**LISTE DES TÂCHES**.
A – Résumez en deux phrases le texte sur la CEDEAO et le Niger.
B – Extrayez du texte sur la CEDEAO et le Niger le passage compris entre « Aujourd’hui, il est » et « depuis trop longtemps. », ces deux bornes incluses.
C – Prolongez le texte sur la CEDEAO et le Niger à la suite de sa dernière phrase.

**TEXTE EXTRAIT**.
La CEDEAO sort affaiblie de sa confrontation avec le Niger, voire humiliée, étant isolée sur le plan international en raison d’une lecture plus lucide et pacifique de la situation au Sahel.
Aujourd’hui, il est impératif de passer à l’action. Dans de telles situations, les manifestations de rue, prônées par certains populistes, ne peuvent conduire à la levée des sanctions. Il est nécessaire de mettre en place un mécanisme diplomatique discret et efficace, ainsi qu’un plaidoyer auprès des institutions concernées. Ce plaidoyer devrait être dirigé par des acteurs crédibles. Je salue donc l’initiative de la Dynamique Citoyenne, qui travaille efficacement pour la levée des sanctions sans recourir à la confrontation dans les rues. Il est également important d’encourager le lobbying d’un groupe de femmes nigériennes qui œuvre discrètement pour obtenir la levée de ces sanctions qui durent depuis trop longtemps.
Il est essentiel d’impliquer les hautes personnalités du pays dans cette démarche. Le travail en coulisses entrepris par l’ancien Président Issoufou Mahamadou pour éviter une intervention militaire et maintenir les liens avec les États-Unis doit être poursuivi. Dans cette mission, il devrait être soutenu par d’autres anciens responsables. La priorité doit rester le Niger, avant tout.

Entrées tirées d'une collection
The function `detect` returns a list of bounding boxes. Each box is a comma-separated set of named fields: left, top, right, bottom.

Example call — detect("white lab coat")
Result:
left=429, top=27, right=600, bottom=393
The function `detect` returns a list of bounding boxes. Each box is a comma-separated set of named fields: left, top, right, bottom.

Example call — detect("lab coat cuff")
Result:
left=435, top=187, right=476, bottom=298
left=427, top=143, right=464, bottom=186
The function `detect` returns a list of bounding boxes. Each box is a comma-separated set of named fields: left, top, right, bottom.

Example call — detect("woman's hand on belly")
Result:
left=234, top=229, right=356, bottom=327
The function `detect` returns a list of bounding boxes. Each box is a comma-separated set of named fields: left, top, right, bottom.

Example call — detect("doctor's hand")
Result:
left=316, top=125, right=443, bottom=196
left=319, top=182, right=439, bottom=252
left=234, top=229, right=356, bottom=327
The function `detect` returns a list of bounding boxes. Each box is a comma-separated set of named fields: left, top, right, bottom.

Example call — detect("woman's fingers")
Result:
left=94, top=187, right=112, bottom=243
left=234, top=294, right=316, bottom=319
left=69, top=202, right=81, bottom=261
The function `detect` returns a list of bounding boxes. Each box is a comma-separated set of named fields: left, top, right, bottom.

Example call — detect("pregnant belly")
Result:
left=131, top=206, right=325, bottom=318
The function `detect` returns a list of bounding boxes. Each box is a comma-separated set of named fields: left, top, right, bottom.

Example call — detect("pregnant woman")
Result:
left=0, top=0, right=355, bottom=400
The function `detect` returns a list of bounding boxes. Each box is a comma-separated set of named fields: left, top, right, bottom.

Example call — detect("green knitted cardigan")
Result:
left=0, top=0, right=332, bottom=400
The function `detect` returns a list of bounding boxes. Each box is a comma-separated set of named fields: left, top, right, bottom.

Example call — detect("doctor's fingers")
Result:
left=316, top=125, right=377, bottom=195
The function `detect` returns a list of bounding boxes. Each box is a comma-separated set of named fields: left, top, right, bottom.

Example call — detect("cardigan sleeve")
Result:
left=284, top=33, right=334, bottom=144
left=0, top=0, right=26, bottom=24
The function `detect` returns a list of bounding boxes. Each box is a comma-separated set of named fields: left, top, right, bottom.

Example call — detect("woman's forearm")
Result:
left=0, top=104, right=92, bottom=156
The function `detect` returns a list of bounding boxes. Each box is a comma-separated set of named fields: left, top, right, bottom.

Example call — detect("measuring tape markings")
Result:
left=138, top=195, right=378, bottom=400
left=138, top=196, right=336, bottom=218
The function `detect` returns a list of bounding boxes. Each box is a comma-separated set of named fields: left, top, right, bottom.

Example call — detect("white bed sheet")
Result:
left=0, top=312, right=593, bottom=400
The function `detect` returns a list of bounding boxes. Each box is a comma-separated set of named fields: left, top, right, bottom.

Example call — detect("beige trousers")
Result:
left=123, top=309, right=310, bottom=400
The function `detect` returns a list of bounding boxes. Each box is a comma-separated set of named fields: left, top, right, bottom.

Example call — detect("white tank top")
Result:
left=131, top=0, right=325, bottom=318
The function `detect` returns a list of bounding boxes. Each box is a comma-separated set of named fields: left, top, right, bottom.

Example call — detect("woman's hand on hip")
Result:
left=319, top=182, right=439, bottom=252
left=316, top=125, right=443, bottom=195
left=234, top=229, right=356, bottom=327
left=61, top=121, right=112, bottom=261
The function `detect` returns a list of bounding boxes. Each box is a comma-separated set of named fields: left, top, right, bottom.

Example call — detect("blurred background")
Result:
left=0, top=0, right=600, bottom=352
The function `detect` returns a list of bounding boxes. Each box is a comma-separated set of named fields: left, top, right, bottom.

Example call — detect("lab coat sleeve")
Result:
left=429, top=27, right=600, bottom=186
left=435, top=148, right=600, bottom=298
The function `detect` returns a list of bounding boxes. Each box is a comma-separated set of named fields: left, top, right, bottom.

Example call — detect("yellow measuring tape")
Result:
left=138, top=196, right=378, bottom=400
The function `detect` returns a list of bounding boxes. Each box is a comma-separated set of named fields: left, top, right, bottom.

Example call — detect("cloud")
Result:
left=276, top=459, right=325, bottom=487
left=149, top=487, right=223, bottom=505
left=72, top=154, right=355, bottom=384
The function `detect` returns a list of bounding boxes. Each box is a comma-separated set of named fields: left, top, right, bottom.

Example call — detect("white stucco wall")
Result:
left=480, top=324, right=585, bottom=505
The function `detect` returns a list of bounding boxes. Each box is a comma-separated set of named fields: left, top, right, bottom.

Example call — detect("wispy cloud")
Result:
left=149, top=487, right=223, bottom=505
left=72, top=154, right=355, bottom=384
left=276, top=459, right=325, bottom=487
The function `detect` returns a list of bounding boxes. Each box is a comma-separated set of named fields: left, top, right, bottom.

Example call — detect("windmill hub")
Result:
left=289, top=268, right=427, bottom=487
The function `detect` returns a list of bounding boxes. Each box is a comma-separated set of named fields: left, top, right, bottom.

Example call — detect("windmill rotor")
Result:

**RÉSULTATS FINAUX**.
A – La CEDEAO sort affaiblie, voire humiliée, de sa confrontation avec le Niger et se retrouve isolée sur le plan international. Pour obtenir la levée des sanctions, le texte préconise plutôt un mécanisme diplomatique discret et un plaidoyer mené par des acteurs crédibles que des manifestations de rue, ainsi que l'implication des hautes personnalités du pays, dont l'ancien Président Issoufou Mahamadou.

B –
Aujourd’hui, il est impératif de passer à l’action. Dans de telles situations, les manifestations de rue, prônées par certains populistes, ne peuvent conduire à la levée des sanctions. Il est nécessaire de mettre en place un mécanisme diplomatique discret et efficace, ainsi qu’un plaidoyer auprès des institutions concernées. Ce plaidoyer devrait être dirigé par des acteurs crédibles. Je salue donc l’initiative de la Dynamique Citoyenne, qui travaille efficacement pour la levée des sanctions sans recourir à la confrontation dans les rues. Il est également important d’encourager le lobbying d’un groupe de femmes nigériennes qui œuvre discrètement pour obtenir la levée de ces sanctions qui durent depuis trop longtemps.

C –
Niger Inter Hebdo : Le choix du Togo fait par le CNSP pour être médiateur dans la crise actuelle au Niger participe-t-il de cette démarche ? En quoi le choix de ce pays peut rassurer les nigériens?
Inoussa Saouna : Le Togo, fidèle à sa tradition de neutralité, demeure un acteur essentiel dans la promotion de la paix et du règlement pacifique des crises en Afrique. Cette tradition remonte à l’époque du regretté Gnassingbé Eyadema, où Lomé a souvent servi de cadre de rencontres entre belligérants en quête de solutions.
Dans le contexte de la crise actuelle entre le Niger et la CEDEAO, le Togo a adopté une attitude responsable et constructive. Le choix des responsables politiques et diplomatiques de ce pays frère pour faire une médiation témoignent de leur engagement en faveur de la pacification et du dialogue.
Le Togo s’est positionné en faveur de l’apaisement, choisissant la voie de la paix, plutôt que celle de la confrontation.
Cette démarche reflète la volonté du Togo de jouer un rôle de facilitateur dans les moments de tension, soulignant son attachement aux principes de paix et de coopération régionale. L’attitude responsable du Togo contribue à maintenir un équilibre dans la région et à promouvoir des solutions pacifiques aux différends entre les nations africaines.
Saluons donc le Togo pour son engagement constant en faveur de la stabilité et de la réconciliation en Afrique, et encourageons d’autres nations à suivre cet exemple de diplomatie axée sur la paix.
Niger Inter Hebdo : Des initiatives se créent à l’interne à travers des structures organisées, telles que la Dynamique Citoyenne pour accompagner le CNSP et le Gouvernement à réussir une bonne transition. De quel type d’accompagnement s’agit-il, selon vous ?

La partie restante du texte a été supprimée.